## Instructions to follow
Reproduce exactly the lines beginning with the line that contains "compact form (412,161)." and ending at the final line of the material below.

———

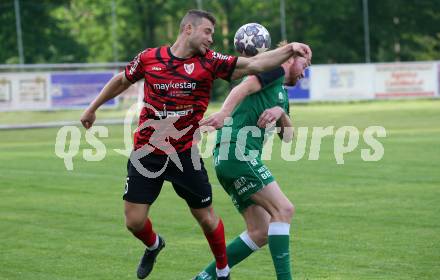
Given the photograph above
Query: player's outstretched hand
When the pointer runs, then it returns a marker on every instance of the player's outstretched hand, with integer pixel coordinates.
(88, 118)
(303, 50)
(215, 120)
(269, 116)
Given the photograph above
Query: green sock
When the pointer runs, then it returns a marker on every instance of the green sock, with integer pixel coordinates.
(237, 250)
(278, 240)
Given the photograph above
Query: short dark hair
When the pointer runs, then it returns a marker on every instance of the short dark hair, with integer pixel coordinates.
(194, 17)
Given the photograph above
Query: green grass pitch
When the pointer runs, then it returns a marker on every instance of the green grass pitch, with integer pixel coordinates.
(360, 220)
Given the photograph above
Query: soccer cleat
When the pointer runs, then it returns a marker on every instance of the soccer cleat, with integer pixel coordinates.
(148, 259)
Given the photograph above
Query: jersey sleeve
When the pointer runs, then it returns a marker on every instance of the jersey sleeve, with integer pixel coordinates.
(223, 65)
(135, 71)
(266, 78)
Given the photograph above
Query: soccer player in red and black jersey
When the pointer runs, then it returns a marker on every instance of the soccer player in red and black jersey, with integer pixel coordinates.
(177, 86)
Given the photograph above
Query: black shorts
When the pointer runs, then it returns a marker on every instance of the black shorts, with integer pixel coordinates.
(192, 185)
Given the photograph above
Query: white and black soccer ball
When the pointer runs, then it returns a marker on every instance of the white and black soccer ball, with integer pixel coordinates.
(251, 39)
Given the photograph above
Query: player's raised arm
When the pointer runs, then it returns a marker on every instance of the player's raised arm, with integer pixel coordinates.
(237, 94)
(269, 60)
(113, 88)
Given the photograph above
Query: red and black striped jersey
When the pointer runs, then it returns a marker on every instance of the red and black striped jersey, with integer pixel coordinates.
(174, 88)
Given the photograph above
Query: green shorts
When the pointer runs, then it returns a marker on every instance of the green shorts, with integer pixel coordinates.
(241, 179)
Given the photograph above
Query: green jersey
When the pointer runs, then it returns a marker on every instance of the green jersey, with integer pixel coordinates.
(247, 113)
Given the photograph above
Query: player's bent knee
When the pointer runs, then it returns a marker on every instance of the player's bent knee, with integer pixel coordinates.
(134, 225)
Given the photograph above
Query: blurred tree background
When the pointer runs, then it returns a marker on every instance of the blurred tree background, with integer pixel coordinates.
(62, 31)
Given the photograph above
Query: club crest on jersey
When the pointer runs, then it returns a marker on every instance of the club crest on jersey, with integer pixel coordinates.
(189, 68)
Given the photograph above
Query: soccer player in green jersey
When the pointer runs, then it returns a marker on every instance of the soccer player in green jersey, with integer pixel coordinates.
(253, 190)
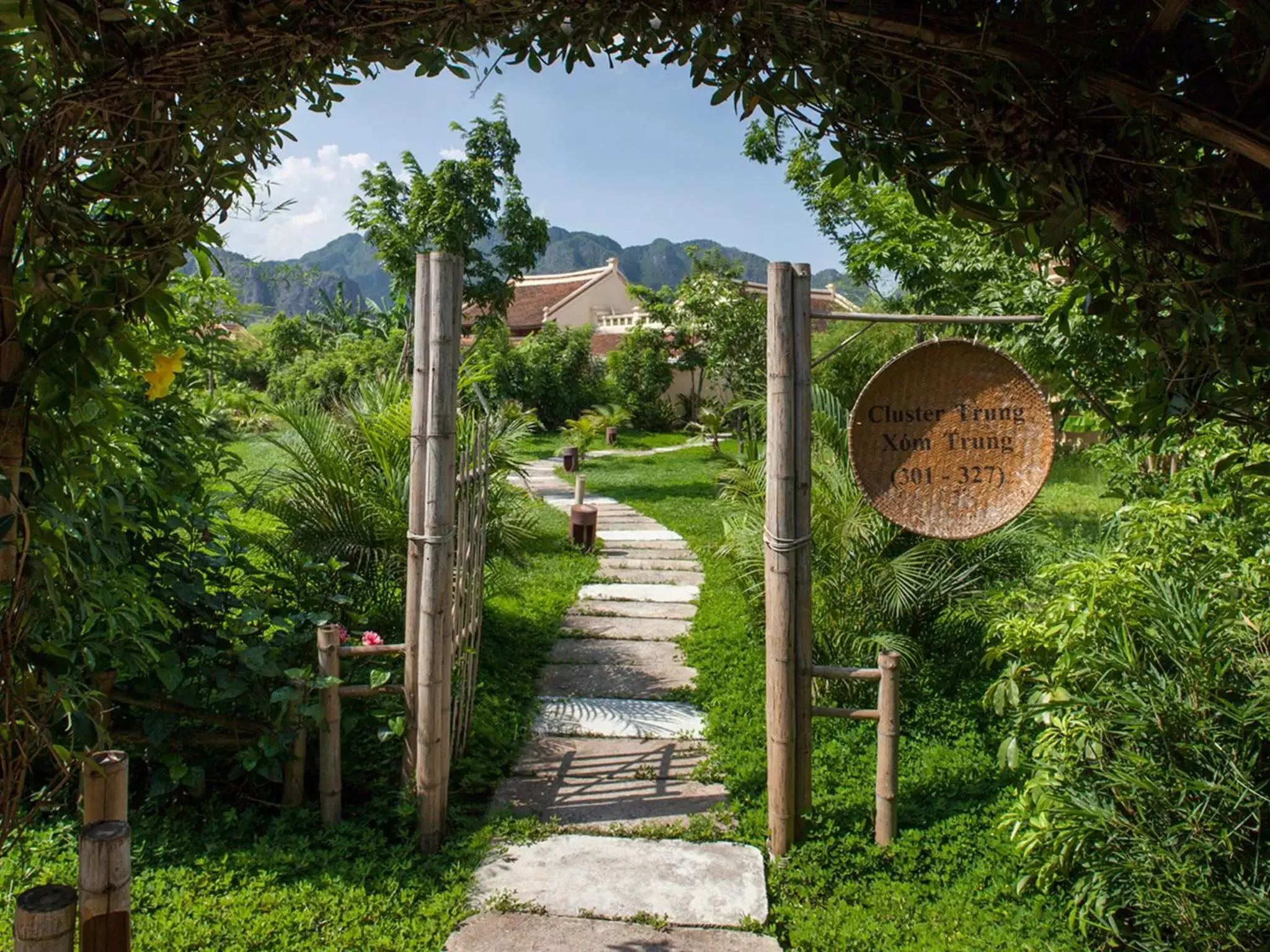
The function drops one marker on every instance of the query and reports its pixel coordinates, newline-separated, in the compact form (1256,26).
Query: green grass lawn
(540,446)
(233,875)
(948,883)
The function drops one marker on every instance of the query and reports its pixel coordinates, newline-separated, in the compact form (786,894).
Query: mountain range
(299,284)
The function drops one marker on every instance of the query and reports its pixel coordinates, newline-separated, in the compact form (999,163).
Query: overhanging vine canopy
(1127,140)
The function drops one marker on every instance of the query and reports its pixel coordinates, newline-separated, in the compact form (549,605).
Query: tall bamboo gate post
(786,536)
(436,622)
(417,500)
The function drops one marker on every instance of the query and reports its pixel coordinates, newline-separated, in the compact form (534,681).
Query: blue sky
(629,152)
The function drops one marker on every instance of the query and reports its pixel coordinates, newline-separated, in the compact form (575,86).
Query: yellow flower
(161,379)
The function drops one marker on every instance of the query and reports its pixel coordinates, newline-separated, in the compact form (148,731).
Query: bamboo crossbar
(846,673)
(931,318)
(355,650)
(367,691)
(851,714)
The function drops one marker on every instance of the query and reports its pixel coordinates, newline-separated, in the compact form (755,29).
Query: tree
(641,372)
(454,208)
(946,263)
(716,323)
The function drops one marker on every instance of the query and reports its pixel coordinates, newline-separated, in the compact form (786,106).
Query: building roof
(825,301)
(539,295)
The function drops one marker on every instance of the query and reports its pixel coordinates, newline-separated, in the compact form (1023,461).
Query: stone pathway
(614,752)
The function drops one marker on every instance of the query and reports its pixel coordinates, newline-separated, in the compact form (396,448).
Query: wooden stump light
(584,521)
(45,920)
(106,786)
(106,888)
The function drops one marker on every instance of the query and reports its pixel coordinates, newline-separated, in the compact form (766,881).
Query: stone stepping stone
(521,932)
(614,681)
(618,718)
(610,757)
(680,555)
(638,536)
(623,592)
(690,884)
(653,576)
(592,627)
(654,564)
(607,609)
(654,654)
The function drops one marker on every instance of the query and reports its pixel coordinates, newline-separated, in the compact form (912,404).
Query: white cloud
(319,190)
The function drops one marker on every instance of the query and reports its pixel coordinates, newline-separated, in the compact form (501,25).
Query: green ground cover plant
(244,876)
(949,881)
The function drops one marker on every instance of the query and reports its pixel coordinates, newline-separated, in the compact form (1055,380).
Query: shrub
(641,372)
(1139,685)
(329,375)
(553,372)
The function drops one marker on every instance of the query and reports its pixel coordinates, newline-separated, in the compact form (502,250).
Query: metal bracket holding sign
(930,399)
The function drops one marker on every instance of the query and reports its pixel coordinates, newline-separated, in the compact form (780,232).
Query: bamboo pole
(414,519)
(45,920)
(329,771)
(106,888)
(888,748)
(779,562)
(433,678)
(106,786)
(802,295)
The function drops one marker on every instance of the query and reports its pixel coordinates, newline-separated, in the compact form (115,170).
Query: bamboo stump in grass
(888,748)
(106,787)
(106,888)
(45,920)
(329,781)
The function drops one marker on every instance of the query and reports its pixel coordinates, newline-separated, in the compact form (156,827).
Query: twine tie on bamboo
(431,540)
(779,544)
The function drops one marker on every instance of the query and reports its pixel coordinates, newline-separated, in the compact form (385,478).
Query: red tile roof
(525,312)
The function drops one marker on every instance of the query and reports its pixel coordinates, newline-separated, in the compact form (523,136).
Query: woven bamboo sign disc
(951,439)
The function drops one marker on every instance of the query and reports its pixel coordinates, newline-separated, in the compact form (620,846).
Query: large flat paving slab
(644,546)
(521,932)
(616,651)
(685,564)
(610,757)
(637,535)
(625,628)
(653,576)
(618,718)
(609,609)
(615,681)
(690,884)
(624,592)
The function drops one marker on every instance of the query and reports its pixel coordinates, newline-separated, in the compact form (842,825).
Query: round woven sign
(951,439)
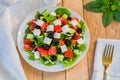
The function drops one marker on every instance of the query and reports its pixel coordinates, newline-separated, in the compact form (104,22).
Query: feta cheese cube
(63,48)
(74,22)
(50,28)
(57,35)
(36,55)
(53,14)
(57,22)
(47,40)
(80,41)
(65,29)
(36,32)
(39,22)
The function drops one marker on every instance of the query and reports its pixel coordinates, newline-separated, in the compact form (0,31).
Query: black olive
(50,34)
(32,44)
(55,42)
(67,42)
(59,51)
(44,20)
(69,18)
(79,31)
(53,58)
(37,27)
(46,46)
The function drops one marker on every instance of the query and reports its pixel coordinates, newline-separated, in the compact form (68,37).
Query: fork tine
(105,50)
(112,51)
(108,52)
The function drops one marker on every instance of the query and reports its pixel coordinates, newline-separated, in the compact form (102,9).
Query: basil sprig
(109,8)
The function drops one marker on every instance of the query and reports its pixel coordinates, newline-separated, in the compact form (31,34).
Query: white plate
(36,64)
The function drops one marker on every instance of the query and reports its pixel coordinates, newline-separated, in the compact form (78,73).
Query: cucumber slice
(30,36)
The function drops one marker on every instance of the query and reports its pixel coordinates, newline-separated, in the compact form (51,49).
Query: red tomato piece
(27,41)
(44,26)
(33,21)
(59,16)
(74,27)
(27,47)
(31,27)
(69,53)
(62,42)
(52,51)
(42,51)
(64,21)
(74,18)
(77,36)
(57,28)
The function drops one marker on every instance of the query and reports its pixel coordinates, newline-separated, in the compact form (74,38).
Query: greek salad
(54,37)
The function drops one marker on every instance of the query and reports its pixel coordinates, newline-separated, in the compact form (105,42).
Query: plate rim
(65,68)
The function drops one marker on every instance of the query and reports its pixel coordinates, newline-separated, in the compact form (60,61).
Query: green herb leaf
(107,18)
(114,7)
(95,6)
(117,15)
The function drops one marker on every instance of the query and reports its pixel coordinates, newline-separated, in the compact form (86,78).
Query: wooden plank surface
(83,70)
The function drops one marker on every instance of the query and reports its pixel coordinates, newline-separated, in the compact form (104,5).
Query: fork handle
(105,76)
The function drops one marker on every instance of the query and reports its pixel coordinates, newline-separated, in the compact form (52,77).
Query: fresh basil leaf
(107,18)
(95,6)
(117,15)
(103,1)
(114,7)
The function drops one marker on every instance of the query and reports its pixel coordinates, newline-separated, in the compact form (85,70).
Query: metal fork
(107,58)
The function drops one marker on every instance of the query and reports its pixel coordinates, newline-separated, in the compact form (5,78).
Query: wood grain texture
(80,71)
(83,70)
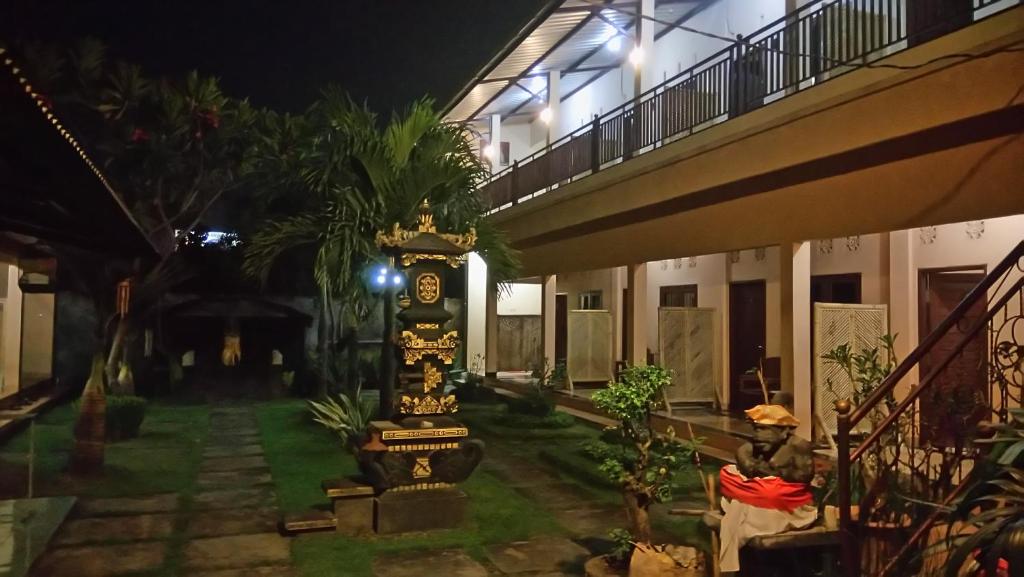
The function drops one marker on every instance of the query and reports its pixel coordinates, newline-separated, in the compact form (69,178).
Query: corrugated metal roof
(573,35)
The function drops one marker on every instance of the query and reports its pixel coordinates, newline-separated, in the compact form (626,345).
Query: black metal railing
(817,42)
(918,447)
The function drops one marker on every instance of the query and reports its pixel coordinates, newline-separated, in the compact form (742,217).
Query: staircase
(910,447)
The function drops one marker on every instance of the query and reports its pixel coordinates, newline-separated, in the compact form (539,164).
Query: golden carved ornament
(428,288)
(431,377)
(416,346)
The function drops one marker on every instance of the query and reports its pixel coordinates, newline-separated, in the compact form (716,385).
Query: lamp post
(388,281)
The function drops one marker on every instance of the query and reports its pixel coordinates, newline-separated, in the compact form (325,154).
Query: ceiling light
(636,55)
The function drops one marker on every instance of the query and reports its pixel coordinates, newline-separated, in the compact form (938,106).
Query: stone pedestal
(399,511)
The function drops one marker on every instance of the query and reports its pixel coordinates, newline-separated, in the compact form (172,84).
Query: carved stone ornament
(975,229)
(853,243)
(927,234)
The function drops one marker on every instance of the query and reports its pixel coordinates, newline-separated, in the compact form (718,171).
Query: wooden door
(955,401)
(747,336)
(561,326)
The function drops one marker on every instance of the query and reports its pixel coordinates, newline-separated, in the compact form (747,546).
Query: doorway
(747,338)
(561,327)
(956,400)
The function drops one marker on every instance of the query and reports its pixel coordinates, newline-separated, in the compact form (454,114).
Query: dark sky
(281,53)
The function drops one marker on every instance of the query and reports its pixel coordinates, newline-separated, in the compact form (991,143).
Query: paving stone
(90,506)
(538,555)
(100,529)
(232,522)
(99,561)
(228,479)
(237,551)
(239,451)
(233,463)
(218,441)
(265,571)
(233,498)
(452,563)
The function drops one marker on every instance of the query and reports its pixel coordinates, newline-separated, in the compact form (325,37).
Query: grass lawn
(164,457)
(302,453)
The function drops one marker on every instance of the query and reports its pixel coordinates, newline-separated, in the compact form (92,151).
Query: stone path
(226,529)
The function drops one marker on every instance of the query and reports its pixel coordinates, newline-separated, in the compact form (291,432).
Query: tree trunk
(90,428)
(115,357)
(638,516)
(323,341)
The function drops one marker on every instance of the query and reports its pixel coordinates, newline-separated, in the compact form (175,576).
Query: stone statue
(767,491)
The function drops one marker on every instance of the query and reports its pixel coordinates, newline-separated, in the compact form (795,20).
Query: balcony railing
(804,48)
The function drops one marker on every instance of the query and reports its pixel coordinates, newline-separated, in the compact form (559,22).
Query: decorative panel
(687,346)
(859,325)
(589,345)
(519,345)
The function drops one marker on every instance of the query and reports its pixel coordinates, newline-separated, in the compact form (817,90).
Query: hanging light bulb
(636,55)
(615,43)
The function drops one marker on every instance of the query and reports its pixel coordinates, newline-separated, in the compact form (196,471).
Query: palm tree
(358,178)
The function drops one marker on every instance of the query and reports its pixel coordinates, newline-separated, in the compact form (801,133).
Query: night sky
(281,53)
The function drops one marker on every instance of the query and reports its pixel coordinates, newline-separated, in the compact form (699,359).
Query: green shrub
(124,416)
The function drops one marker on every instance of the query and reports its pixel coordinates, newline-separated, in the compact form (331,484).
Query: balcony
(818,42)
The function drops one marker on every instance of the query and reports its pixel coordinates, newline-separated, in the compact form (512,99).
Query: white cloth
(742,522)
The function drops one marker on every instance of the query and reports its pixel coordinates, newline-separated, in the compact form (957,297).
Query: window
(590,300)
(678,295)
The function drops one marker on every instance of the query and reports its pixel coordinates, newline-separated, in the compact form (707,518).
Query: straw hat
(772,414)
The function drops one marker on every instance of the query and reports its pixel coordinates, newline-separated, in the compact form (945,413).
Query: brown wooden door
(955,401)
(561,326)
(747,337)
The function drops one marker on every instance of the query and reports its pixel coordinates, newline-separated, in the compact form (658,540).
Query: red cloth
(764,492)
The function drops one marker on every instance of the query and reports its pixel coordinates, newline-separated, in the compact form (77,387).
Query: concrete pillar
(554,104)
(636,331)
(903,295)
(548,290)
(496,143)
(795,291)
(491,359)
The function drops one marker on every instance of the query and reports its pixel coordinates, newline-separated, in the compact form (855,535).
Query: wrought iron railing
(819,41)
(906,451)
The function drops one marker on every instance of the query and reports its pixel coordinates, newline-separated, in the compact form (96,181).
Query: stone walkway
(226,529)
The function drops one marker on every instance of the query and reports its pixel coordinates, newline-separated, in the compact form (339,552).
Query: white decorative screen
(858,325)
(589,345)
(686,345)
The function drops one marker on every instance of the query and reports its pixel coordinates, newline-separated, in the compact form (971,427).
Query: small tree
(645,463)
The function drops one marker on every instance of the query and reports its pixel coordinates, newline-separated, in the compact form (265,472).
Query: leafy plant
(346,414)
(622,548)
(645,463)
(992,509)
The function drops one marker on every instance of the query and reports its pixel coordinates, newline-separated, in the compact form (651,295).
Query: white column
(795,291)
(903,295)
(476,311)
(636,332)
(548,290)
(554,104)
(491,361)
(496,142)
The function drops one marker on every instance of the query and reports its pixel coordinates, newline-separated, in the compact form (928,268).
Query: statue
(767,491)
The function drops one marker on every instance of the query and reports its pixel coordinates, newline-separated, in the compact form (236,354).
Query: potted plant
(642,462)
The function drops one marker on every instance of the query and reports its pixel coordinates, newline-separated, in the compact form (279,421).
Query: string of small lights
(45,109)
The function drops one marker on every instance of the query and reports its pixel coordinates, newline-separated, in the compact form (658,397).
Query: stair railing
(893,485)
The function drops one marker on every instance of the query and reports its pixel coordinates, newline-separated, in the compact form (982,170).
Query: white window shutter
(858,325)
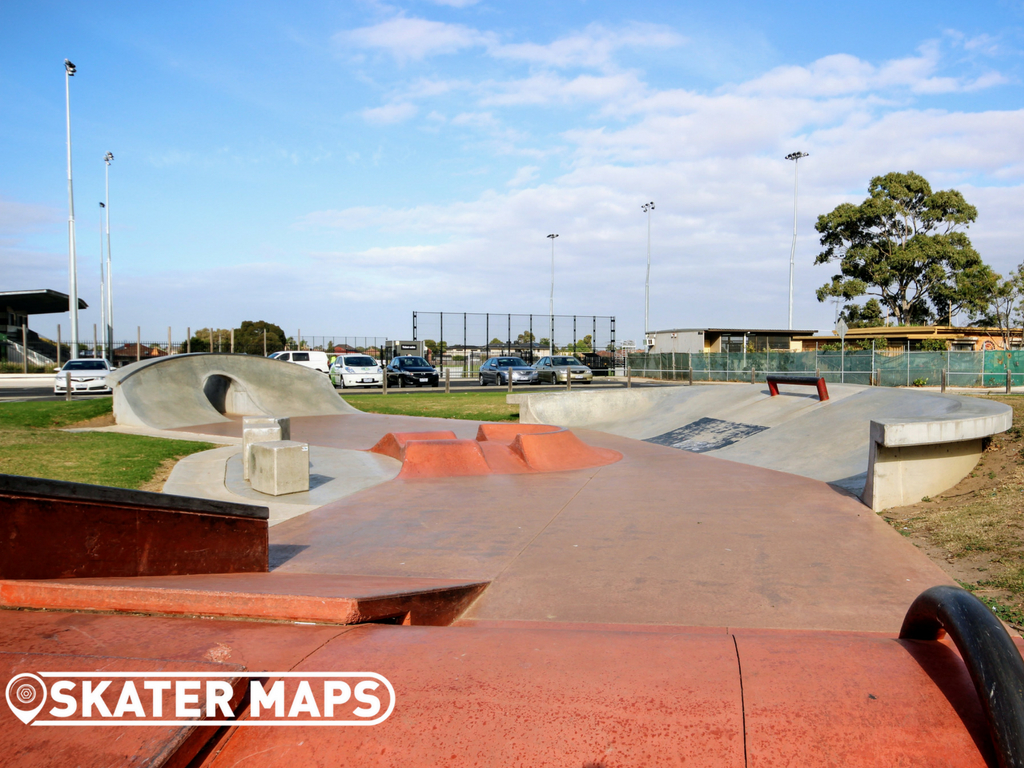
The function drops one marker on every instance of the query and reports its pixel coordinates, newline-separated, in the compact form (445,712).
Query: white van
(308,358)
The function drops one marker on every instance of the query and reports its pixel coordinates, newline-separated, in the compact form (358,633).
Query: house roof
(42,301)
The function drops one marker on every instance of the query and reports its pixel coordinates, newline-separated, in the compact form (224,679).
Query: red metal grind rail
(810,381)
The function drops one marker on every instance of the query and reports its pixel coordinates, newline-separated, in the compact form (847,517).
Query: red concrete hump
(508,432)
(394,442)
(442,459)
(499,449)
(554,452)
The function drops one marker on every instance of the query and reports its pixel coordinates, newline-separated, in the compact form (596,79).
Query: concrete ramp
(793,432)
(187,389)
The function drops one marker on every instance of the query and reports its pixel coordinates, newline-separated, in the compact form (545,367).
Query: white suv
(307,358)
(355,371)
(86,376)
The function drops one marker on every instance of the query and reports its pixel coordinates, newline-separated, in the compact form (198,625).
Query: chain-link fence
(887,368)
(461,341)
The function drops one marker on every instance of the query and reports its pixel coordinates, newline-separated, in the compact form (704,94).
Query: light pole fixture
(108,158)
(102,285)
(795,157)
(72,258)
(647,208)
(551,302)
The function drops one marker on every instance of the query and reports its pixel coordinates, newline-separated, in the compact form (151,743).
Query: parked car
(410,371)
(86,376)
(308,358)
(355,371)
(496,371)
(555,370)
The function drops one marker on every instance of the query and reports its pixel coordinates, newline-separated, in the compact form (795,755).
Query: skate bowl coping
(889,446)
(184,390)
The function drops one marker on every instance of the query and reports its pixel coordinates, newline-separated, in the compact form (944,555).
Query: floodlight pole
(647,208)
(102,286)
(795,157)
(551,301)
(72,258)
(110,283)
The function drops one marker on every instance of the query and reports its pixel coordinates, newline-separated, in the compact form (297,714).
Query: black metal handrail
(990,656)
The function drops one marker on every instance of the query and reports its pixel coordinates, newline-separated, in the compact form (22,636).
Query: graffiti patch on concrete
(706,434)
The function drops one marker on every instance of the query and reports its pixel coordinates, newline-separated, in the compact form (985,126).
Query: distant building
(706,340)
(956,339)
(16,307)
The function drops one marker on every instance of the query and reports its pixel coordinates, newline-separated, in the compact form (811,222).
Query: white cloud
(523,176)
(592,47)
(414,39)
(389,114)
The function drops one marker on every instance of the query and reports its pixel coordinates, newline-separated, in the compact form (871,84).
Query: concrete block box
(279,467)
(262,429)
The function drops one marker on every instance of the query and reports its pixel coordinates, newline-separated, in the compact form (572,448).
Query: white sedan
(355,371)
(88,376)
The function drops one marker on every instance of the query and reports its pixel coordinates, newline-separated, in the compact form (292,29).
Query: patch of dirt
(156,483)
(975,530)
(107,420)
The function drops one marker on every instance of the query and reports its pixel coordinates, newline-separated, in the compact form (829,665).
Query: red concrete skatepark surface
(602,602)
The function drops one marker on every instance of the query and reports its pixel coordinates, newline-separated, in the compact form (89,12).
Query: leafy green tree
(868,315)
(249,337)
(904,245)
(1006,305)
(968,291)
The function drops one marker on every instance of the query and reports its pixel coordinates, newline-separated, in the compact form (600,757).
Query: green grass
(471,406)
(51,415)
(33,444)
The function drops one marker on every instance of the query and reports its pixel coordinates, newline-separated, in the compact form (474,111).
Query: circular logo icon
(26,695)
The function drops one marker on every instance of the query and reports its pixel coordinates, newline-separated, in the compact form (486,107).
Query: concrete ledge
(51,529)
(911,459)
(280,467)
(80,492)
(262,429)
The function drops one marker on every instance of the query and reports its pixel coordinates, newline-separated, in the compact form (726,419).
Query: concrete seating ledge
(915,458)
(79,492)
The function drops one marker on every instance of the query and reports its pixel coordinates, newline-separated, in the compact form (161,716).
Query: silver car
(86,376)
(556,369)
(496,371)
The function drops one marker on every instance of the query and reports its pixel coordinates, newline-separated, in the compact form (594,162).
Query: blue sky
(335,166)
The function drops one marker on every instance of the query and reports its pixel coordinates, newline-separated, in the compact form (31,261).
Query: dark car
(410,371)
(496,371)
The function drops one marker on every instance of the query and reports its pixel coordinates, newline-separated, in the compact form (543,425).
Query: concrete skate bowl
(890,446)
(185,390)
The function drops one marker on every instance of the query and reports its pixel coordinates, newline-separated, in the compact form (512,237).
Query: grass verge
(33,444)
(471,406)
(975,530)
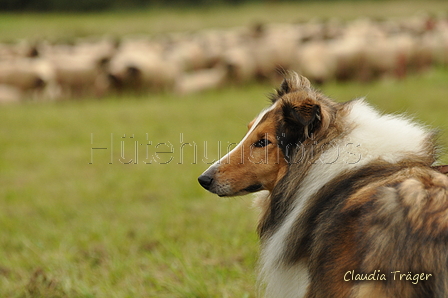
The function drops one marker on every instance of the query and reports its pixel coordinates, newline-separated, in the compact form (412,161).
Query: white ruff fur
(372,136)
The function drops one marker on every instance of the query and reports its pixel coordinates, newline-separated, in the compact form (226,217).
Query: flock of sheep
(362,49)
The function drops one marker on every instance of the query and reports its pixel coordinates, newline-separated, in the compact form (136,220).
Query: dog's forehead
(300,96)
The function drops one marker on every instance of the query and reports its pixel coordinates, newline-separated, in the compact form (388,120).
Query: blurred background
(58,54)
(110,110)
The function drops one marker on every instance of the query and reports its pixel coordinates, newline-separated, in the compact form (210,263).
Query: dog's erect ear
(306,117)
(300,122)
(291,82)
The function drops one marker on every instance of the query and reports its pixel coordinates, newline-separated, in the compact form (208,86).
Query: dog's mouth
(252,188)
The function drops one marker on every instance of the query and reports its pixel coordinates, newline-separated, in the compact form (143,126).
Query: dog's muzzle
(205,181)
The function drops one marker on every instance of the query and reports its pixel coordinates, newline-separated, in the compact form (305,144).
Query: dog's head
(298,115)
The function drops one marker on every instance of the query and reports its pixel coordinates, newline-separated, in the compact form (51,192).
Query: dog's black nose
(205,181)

———

## Correct output
The function drops one marker on every instance of the query and reports its pixel coordinates, newline-separated, in the compact form (412,161).
Query: white ruff fur
(372,136)
The function drops one marker on every instance of the query and reports its pixel coordinates, newline-separated, in the compact form (226,217).
Query: flock of sheep
(362,49)
The function drops one marker on every instance of the query and reports its pixel coordinates, newline-separated, in the compact form (136,220).
Query: dog's forehead
(300,96)
The function drops one marker on every instance of the query and reports its pixel coordinates, newline-separated, in the compact form (388,120).
Query: blurred background
(58,54)
(110,110)
The function drops one marker on every instance of the query and reports its pixel coordinates, newline-separated, in the compact form (210,263).
Query: dog's erect ear
(306,117)
(300,122)
(291,82)
The function drops one marker on every instance of the query and reports its pixel coordinates, newline-separated, in the compact form (208,86).
Query: dog's mouth
(252,188)
The function drops one marker on every instance of the query and reports its pixel coordinates, newline-separated, in the compact form (143,126).
Query: dog's muzzle
(205,181)
The function drops one marker on every instance of the query and reports its pixel coordinates, newline-separated, in the compact form (305,144).
Query: dog's head
(298,115)
The function drops one marker on every instance of the query and reports its pixel coordinates, newline-separated, in the compact form (51,192).
Query: dog's black nose
(205,181)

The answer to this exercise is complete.